--- START The records ---

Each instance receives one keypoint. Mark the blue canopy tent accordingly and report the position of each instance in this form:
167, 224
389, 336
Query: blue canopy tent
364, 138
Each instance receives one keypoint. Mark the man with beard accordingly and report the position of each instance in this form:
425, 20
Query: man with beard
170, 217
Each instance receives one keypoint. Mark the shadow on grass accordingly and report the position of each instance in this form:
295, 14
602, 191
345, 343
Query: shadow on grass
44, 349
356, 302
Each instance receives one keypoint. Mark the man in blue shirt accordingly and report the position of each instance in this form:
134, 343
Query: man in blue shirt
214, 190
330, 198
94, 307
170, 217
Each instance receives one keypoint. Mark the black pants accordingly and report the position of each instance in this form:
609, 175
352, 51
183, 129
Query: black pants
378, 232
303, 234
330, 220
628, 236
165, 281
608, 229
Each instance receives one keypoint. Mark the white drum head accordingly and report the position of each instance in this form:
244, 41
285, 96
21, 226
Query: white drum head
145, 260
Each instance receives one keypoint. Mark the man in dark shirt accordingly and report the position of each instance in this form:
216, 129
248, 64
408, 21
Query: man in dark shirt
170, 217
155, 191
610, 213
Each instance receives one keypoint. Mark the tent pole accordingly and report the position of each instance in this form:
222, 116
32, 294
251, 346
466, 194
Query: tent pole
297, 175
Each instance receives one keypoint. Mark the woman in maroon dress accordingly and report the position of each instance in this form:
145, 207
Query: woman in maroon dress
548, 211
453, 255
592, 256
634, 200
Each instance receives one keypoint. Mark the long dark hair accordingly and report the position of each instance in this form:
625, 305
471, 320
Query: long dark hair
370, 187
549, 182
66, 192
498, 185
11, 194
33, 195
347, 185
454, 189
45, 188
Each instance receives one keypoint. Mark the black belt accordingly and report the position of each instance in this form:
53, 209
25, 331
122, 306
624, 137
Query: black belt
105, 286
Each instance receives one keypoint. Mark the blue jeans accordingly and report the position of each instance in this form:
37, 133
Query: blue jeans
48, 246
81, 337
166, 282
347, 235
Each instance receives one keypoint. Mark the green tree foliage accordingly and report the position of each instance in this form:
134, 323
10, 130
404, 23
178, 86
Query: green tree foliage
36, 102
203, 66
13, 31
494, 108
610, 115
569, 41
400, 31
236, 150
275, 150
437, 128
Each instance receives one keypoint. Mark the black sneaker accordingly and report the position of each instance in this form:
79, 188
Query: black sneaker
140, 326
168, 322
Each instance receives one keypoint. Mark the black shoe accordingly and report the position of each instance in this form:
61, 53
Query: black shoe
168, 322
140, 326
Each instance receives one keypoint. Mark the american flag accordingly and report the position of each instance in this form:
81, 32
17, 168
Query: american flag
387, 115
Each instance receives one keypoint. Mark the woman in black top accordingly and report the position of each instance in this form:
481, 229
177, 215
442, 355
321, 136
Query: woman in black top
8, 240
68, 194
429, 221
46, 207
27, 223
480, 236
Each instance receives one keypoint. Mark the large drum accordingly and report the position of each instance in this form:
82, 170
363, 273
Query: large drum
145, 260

--- END The records ---

Exercise task: Quote the listing in full, please, keeping every line exact.

Answer to the exercise:
Each instance receives one keypoint. Mark the blue canopy tent accordingly and report the position of each instance in this form:
167, 224
389, 336
Query: blue canopy tent
364, 138
Each instance receives one keypoint. Mark the man with beard accordingly and report the position of each instance in this form:
425, 20
Query: man with beard
170, 217
Each instance receives one keypoint. Mark the shadow on grass accordingly and report the position of each instance in this form:
295, 14
602, 191
345, 343
Query: shadow on grass
44, 349
356, 302
Each instance receives one keypoint. Mark the man in blue shirt accordingly and report the position of each instance in this form:
134, 343
Query: man in blue shirt
214, 190
330, 198
94, 307
170, 217
Each instance receives one keypoint. Mark the black pants accordingly and report the position of each instance in this form:
609, 175
352, 51
183, 129
Query: black pants
378, 232
303, 234
330, 220
628, 236
165, 281
608, 229
Each instance receives one keypoint. Mark the white drum head accordingly and report the position of each instance in this form:
244, 41
285, 96
21, 226
Query: white drum head
145, 260
Each instance receives one keypoint. Mark the man in dark shirt accordingly and report the position of each instance in this form:
216, 129
248, 64
408, 21
Query: man in dark shirt
170, 217
155, 191
610, 213
Each instance receives one keypoint. Mark the tent pole accordingly and report the position of each instance in this form:
222, 116
32, 294
251, 346
466, 194
Query: tent pole
297, 175
Each instance receives one keypoint. Mark the woman in maroon dress accordingly and report the position of each instance in this form:
145, 207
Query: woman in maroon dress
548, 211
453, 255
592, 256
634, 200
Each instance receives one keypoint. Mark the long dark hair accordingly and report the position of each instance in this form:
625, 305
471, 320
Query: long dark hair
370, 187
549, 182
66, 192
498, 185
11, 194
33, 195
347, 185
454, 189
45, 188
Each instance receives one keypoint. Mark the black belt accordingly and report the position of each instance in this form:
53, 209
25, 331
122, 306
624, 137
Query: black belt
105, 286
Each instance receives one keypoint. Mark the blue jeans accordingly and report the position of each instance in this form:
37, 133
Query: blue jeans
48, 246
81, 337
166, 282
347, 235
Each instance receives one keypoint. Mark the green tree foliage accordingly and report the position of each instance in this form:
134, 323
10, 130
404, 23
178, 86
Query: green tree foliage
36, 102
203, 66
13, 31
494, 108
610, 115
569, 41
400, 31
236, 150
275, 150
437, 128
Each instance receives one keypoint. Mark the black sneaker accordingly and report the position of each instance in this form:
79, 188
Query: black sneaker
140, 326
168, 322
Each instance receives one keypoint. Mark the black shoe accordingly and report the position of each instance in this form:
61, 53
Query: black shoe
168, 322
140, 326
Each instance receives one keypoint. Mark the american flag accordingly and report the position of each instance in this form:
81, 32
17, 168
Query: american flag
387, 115
Each instance receives one keypoint. Mark the woman in black top accordingly and report the position of each instance in this form:
481, 229
177, 215
442, 355
321, 136
Query: woman in black top
8, 240
68, 194
429, 221
46, 207
27, 223
480, 236
Each instance receives one keypoint. Mark the large drum accordingly and report the position of each instance in this form:
82, 170
363, 273
Query: large drum
145, 260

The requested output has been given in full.